OBJECTIVE: Give all the lines below again, exactly, with no pictures.

(Position annotation records)
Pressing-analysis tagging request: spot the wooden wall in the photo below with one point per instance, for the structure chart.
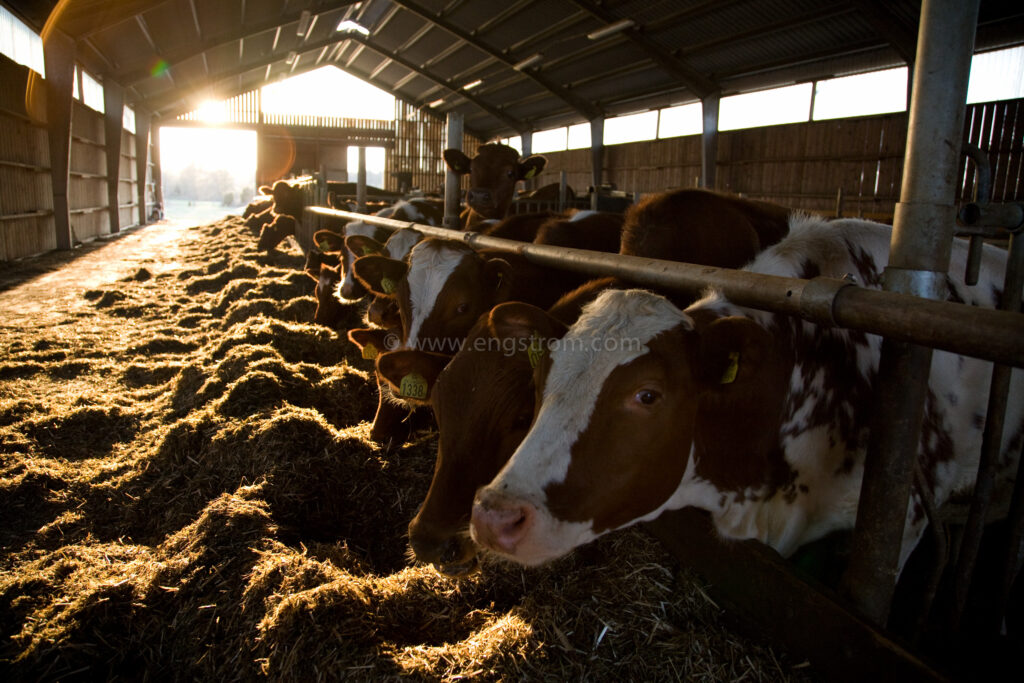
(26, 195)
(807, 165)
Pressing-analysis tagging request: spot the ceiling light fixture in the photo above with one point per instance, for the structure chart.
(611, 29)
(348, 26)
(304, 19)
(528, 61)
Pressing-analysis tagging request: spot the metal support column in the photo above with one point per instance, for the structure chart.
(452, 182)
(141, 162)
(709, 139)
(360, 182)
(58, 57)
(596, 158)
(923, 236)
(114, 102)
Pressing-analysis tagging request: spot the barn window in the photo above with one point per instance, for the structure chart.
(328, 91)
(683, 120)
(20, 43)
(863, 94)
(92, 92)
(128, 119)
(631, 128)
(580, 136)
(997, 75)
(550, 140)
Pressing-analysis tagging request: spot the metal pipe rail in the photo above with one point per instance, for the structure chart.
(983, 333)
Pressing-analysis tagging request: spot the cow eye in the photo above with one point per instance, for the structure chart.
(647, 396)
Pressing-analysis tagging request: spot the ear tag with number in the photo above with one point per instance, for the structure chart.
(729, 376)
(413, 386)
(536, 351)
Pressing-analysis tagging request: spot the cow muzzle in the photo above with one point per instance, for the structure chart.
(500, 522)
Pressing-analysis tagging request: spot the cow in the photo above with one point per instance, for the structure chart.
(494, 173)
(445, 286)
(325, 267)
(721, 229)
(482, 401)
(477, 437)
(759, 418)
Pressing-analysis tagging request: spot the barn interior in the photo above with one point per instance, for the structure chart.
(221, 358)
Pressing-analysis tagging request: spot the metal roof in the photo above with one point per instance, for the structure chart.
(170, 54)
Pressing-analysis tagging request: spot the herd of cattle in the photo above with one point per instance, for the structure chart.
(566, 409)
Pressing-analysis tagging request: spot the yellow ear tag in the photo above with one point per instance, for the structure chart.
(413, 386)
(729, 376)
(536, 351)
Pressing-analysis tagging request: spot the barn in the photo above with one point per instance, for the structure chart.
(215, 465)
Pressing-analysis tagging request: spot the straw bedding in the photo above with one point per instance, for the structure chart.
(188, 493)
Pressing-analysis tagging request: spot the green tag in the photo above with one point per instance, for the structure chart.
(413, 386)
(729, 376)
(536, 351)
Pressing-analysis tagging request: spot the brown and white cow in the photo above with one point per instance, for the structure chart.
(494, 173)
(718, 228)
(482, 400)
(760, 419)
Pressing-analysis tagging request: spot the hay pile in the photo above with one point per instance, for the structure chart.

ANSWER TO THE TASK:
Pressing-analysis tagging request: spot the wooden wall in the photo below with one point per instance, for the structure chart.
(26, 195)
(807, 165)
Pressing-analysis tagging request: spot the ceiling light fixture in the photo above with one point per instance, for the structure chart.
(611, 29)
(348, 26)
(304, 19)
(528, 61)
Pressing-analysis tagging request: spot the metal support column in the photo above with one point per instance, for the structure chart.
(452, 182)
(141, 162)
(709, 139)
(360, 182)
(58, 57)
(596, 158)
(923, 236)
(114, 102)
Pressing-analysis tagging request: spot the barn window in the photo above with one point per instance, for the structure chart.
(328, 91)
(683, 120)
(20, 43)
(863, 94)
(92, 92)
(128, 119)
(631, 128)
(580, 136)
(997, 75)
(550, 140)
Pressing-analysis tagging request: spot the metal pipe rail in the photo above with one point per instance, for the structure chart.
(983, 333)
Pressing-analysis tagging request: spot the cow eye in the photo above with one point per instance, for the structure chart.
(647, 396)
Pressing-analysis tagging request: spot the ear tag with number in the photo above with one point per instance, for the structure chart.
(729, 376)
(413, 386)
(536, 351)
Pressing-analysis tagging request: spot the cow muzzle in the photo above with one point per instance, for the structure chart.
(500, 522)
Pressing-analysis tagging request: spot the cow in the photo above with one point per instance, for the structure chart.
(494, 173)
(445, 286)
(325, 267)
(721, 229)
(482, 401)
(477, 437)
(759, 418)
Pressing-analysis tagging request: spot the barn interior in the photo above with one point per instance, for the structure chart.
(221, 358)
Pressing-analysis tagging request: spot the metal roof in the photo above with one point per instance, for the structure chart.
(170, 54)
Pressing-analysis tagging request: spot the herd of cattle in the photo above with one point per instance, for the structure chart.
(566, 409)
Pressing-analysis tagging request: spot the yellow ear tag in the photo above with one point per instance, for the structure chart.
(413, 386)
(729, 376)
(536, 351)
Pressing-analysis tagging request: spot the barn in the photo above with one point per instance, for the structure chart.
(215, 465)
Pressing-analysis tagging request: spot the straw bedding in the photo above with one point per instance, for the structure chart.
(188, 493)
Pressing-analysis tagging request: spot the green tag in the photo above with one point per instance, for the structure chart.
(413, 386)
(729, 376)
(536, 351)
Pressing-analysis tagging request: spot the brown and white cow in the photo above with one point per instance, for the structure chart.
(494, 173)
(718, 228)
(482, 400)
(760, 419)
Pressing-analysis tagging request: spot the hay pile in the photo above with one point per instance, for the structure chart.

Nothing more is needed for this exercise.